Reading passage |
::::

If our theology is really Trinitarian, then we could easily change the ancronym WWJD to WWGD, substituting “Jesus” for “God.” Stop for a moment and let WWGD roll around in your head: What Would God Do? I would subject to you that only in a culture where we have lost sight of the power and majesty God has would we be so cavalier as to commercialize a WWJD label as predominantly as we have. It is at best cavalier, and at worst heretical. It is also, I would suggest to you, supremely self-righteous. What to you may be a question, a challenge you hope to live by, is to someone who does not share your viewpoint a dogma. For them, WWJD is a comment on the insight you have that they do not: the ability to supremely know right from wrong, meekness from hubris chastity from lust. We laugh at the Hasidic Jews who wear boxes on their foreheads because in Joshua it says to be sure that “his book of the law shall not depart out of thy mouth; but thou shalt meditate therein day and night, that thou mayest observe to do according to all that is written therein: for then thou shalt make thy way prosperous, and then thou shalt have good success.” If we are going to laugh at the obvious legalism and senseless symbolism in the bound pieces of the law held to the foreheads of Jewish men, are we so far off in our own external symbolism?

Asking WWGD really ups the ante doesn’t it? It should also highlight the obvious fallacies that exist in the WWJD question. WWGD shows that externals can not substitute for real content. It also shows that we have trivialized our view of God. Perhaps most damaging, it shows that we commercialize and label what we should internalize and live by!

It was really comforting to me as a child to know that Jesus looked a lot like my Dad: there is only so much “truth” a six-year-old can retain in Sunday School Class. I don’t think I could have handled both the flannel graph Noah and the ark story line at the same time I was dealing with a Jesus that looked like Salmon Rushdie. The church I went to was quite comfortable projecting images of people drowning as they beat against the door of the ark (cannon fodder for an evening of bed wetting and night terrors for me). No doubt our teachers had to make a choice, either keep the drowning damnation flannel graph, or keep the Caucasian Jesus. They went for the obvious choice.
We should not feel completely bad about how we have honkified the image of Jesus - the impressionist painters of the 1500’s were guilty of the same thing. What our culture can take genuine credit for is the commercializing of Christ. Where our forbearers were content to codify the image of Christ to make Him look like them, we have packaged the image of Christ to fit our very commercial world-view.

::::

Data section |
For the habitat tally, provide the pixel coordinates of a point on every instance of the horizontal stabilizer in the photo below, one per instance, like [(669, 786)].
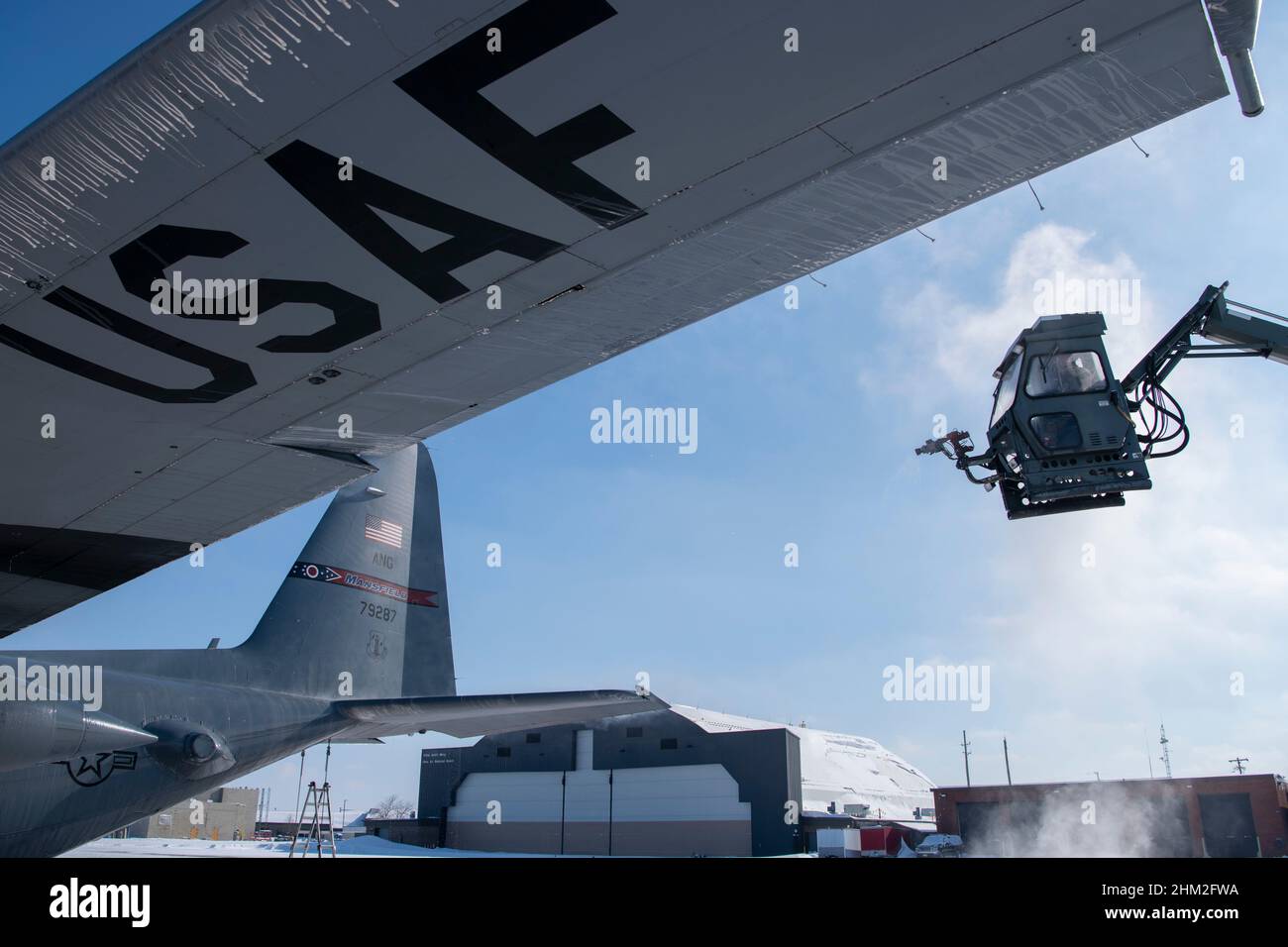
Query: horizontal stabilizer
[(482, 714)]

::::

Written instruction | Continue the essay on the WWJD slogan and the commercializing of Christ, starting right after its final sentence.

Response for this exercise |
Of all the things He is probably not happy about, the crass commercialization that surrounds His name, His image and His impact on His culture would be on the list. Where did we go so wrong to think that we could reach our culture by sending our kids out into their school systems with a WWJD bracelet, a cool t-shirt with a stylized crucifix, and a pack of folders sandwiched in a 3-ring binder slathered with stickers that say things like “Jesus saves … and so should you: sponsored by First Bank of Omaha”.

Our view of Jesus can be fairly easily surmised by how we treat Him in our culture. We clearly value Him, because you only commercialize that which you can market, and to market something, it has to resonate with the appropriate demographic. Jesus has become a marketing tool, a label, a way of saying “I’m a Christian, and you’re not.” It started out honestly enough - we encouraged new teenage converts to take their Bibles with them to every class, just to make the point that they were different now that they had Christ in their hearts. What started out as “a stand” has grown into a symbol, a label, a way of segregating “us” from “them.”

Was this how Christ was known to others? Was this how the disciples were known? Was it obvious to the Athenians that Paul was a Christian because he was lugging around II Chronicles (the KJV version of course) in two handy-dandy compact scrolls? I don’t think so.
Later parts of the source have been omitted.